In the records, find each line where "label" occurs, and copy it.

[Natural language region descriptions]
+++
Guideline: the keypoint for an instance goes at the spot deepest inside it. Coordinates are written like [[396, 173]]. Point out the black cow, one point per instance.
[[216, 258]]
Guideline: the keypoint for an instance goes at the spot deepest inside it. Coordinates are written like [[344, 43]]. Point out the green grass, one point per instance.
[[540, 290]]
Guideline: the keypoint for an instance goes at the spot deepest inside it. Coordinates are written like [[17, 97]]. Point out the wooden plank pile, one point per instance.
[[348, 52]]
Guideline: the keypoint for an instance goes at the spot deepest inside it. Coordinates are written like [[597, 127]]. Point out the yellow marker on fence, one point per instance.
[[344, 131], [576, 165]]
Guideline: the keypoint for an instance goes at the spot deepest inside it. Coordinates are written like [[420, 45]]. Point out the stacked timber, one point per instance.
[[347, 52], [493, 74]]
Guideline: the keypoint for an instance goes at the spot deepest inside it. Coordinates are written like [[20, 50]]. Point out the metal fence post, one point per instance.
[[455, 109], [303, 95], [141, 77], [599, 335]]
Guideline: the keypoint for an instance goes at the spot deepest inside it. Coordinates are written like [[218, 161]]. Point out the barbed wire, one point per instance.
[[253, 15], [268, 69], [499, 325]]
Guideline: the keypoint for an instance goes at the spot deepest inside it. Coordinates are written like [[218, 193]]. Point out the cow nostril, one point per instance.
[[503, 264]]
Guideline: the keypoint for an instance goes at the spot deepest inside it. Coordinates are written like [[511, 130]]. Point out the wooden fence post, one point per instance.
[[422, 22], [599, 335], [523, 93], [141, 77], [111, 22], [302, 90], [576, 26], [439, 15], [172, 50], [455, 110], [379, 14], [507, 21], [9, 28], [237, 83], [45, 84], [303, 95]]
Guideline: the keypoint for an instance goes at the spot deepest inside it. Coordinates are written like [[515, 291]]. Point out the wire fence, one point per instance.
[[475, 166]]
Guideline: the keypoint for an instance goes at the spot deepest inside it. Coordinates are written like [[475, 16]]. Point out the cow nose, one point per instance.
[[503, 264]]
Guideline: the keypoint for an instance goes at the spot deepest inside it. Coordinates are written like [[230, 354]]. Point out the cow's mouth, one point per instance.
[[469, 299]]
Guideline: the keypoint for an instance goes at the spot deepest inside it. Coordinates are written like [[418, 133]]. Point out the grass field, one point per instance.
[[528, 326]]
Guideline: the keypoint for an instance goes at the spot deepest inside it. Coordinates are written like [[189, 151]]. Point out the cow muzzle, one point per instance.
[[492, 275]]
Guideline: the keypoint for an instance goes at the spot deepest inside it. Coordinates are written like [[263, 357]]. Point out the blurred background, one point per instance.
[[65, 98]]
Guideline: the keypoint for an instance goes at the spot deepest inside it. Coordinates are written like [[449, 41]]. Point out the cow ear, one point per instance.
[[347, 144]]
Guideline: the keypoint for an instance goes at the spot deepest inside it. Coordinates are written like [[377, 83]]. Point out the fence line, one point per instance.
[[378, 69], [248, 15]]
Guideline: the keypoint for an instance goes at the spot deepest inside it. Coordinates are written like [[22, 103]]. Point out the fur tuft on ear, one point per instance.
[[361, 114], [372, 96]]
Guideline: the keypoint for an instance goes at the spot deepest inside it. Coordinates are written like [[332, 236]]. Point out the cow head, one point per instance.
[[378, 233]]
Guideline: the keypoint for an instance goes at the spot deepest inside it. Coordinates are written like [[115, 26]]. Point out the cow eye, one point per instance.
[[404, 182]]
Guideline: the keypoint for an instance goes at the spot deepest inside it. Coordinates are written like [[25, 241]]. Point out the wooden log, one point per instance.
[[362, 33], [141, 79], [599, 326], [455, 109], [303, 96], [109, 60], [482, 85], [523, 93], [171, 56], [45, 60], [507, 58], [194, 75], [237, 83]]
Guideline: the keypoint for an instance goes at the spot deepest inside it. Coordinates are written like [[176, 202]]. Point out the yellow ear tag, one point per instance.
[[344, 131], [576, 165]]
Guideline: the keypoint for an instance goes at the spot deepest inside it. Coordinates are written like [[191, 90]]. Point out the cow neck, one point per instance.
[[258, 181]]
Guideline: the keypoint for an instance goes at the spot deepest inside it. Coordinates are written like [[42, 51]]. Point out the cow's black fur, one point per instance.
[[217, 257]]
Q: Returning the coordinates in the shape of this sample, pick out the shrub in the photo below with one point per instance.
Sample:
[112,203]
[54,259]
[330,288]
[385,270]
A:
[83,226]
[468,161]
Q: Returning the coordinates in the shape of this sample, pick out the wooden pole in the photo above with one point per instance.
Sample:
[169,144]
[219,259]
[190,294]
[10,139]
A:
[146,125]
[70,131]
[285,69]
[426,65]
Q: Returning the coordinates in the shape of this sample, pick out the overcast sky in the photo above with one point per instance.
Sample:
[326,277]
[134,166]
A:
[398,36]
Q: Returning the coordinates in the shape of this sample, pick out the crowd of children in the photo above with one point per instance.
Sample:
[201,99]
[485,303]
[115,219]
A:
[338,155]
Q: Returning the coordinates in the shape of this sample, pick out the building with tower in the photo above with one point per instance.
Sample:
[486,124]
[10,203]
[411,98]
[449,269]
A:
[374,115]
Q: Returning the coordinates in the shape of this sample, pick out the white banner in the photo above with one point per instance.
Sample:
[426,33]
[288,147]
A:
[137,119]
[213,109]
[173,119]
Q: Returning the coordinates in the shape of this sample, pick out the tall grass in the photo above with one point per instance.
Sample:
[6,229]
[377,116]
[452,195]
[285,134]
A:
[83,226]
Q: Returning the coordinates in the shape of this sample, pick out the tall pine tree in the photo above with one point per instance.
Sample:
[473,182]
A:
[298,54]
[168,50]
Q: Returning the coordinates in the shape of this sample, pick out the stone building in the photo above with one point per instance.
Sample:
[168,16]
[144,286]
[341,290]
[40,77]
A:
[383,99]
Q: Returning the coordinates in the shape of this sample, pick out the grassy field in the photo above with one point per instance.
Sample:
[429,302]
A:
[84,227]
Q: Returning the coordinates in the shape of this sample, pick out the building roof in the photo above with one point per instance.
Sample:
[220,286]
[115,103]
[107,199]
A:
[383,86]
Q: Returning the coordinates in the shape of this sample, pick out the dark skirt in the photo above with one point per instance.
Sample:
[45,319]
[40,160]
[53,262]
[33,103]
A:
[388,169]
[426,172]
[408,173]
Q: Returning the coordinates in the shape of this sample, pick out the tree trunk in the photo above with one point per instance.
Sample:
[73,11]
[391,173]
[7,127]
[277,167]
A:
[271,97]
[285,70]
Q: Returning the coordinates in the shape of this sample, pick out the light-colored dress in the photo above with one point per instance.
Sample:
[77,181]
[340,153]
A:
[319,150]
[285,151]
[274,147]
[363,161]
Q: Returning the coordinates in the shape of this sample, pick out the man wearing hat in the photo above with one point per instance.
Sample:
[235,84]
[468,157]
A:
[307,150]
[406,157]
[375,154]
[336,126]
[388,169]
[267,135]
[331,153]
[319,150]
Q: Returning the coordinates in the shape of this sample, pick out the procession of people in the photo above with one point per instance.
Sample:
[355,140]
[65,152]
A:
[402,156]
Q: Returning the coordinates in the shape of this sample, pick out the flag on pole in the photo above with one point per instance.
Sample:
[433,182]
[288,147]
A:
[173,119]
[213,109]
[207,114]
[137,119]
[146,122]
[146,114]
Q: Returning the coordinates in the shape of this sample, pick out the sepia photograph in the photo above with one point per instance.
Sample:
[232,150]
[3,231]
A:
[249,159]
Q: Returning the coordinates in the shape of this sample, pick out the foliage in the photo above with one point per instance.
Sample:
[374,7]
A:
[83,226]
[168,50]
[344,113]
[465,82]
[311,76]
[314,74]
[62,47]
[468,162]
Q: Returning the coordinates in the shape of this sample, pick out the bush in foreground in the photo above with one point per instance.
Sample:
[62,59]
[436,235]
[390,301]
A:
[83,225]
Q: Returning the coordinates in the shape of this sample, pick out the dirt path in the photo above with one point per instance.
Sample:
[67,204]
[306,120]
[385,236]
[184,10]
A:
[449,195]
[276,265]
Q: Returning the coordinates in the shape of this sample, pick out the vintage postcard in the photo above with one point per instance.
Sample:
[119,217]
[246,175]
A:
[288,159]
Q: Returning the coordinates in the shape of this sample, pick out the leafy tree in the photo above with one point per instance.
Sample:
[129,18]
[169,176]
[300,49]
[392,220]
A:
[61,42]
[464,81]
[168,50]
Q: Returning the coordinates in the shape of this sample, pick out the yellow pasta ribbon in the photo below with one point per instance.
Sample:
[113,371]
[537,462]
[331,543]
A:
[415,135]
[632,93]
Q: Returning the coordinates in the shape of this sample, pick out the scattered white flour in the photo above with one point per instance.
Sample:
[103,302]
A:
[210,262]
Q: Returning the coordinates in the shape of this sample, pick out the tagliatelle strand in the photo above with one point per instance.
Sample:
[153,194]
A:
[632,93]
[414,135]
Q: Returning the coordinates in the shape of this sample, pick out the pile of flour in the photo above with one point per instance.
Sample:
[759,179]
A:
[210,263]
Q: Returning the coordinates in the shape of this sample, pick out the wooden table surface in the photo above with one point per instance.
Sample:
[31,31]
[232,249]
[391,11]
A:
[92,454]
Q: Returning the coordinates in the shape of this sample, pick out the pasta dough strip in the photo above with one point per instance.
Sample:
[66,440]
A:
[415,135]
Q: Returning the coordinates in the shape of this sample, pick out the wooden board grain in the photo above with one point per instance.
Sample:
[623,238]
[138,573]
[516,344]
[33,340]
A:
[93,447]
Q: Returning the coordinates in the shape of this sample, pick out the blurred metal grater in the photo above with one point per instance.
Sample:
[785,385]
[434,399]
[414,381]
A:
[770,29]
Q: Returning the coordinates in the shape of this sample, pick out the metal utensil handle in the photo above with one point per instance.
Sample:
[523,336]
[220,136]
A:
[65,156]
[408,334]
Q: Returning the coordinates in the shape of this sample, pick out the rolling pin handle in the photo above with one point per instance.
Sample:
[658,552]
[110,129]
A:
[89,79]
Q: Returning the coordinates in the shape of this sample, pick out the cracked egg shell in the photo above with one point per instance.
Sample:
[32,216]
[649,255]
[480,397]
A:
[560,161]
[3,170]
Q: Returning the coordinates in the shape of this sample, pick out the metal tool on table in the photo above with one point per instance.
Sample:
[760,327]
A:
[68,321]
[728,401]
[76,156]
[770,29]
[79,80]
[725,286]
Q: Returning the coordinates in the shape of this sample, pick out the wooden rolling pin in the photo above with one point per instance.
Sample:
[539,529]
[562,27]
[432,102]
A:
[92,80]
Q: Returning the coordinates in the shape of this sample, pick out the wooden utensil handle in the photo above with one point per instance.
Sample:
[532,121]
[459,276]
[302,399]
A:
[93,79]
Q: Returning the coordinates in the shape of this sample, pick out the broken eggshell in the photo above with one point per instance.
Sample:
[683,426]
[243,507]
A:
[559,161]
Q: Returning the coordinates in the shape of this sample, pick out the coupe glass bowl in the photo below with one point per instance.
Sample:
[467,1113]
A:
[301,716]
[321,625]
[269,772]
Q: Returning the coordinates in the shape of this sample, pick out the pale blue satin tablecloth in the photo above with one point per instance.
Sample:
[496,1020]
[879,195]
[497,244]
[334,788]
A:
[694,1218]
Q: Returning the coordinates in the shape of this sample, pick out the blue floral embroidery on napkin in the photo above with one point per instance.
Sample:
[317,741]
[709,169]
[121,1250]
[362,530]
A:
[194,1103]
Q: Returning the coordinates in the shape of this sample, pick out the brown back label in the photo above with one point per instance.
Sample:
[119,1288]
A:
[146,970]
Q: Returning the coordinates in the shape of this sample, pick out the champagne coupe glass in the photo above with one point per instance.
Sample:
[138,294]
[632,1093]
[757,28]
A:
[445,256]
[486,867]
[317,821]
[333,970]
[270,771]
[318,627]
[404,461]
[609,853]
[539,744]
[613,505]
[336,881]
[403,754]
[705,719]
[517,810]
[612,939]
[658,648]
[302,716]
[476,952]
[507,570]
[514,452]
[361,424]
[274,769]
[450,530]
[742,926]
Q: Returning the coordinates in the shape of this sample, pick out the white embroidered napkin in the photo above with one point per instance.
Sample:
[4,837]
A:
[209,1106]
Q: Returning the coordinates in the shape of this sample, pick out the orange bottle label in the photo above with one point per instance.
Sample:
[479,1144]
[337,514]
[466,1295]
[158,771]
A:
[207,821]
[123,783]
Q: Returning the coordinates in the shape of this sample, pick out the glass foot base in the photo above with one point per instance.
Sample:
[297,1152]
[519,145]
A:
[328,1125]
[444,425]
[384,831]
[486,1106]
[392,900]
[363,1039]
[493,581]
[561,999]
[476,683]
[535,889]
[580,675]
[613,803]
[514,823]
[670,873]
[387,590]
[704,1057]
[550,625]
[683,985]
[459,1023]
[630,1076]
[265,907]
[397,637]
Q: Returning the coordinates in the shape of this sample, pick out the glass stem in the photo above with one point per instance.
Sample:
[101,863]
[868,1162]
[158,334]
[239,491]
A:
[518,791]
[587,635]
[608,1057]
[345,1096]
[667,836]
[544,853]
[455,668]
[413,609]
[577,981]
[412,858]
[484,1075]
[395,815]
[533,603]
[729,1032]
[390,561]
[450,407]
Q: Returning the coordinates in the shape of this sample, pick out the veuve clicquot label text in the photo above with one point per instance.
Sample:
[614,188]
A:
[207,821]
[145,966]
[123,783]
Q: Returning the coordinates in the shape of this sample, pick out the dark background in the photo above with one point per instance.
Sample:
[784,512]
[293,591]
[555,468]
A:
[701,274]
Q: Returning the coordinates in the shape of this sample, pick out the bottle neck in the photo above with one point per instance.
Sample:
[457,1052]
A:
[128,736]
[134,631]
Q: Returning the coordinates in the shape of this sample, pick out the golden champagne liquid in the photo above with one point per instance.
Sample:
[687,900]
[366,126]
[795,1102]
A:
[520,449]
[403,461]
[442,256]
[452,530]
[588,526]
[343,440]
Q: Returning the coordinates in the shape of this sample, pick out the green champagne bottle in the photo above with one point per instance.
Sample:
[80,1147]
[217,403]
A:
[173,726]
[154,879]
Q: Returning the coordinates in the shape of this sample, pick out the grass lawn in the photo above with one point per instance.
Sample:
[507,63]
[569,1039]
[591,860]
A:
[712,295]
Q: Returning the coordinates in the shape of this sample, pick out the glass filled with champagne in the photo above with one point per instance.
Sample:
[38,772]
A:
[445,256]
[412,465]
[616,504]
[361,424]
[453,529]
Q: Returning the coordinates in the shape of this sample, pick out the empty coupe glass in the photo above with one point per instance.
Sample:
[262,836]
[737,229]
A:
+++
● Task output
Q: Returning the coordinates in the shape of this sample, pick out the brown back label in the photo above with one point per instance.
Q: Returning the coordinates in the shape of this sample, pick out the orange bottle label in the photo above with one point per instance.
Q: Returning the coordinates in the shape of this sample, pick out the veuve clicquot label text in the photo above with one point per instance.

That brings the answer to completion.